■ What you will do
Quote each of the items below line for line, keeping every character unchanged. Omit the pictures from your answer.
--- Start ---
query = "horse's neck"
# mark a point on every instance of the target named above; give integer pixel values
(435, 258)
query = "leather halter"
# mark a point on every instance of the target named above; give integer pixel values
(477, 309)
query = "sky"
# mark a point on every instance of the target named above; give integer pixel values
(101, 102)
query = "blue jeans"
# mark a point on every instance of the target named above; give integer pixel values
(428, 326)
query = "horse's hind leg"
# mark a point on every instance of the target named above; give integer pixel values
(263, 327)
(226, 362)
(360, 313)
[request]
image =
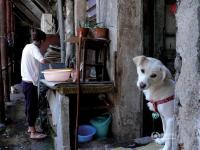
--- End ---
■ Answer in full
query = "horse's neck"
# mark a point on every instance of the target named above; give integer pixel values
(435, 258)
query = "leather halter"
# mark a point on every instance of the target named above; give integer pixel values
(477, 309)
query = "sky"
# mark a point on every instance of the target named above; give integer pixel values
(101, 102)
query = "blue jeans"
# mark a point on every instance of the target named above; give integer pixel values
(428, 326)
query = "horse's hind leg"
# mark a point on every instance of the target named above; give integer pixel values
(263, 327)
(226, 362)
(360, 313)
[request]
image =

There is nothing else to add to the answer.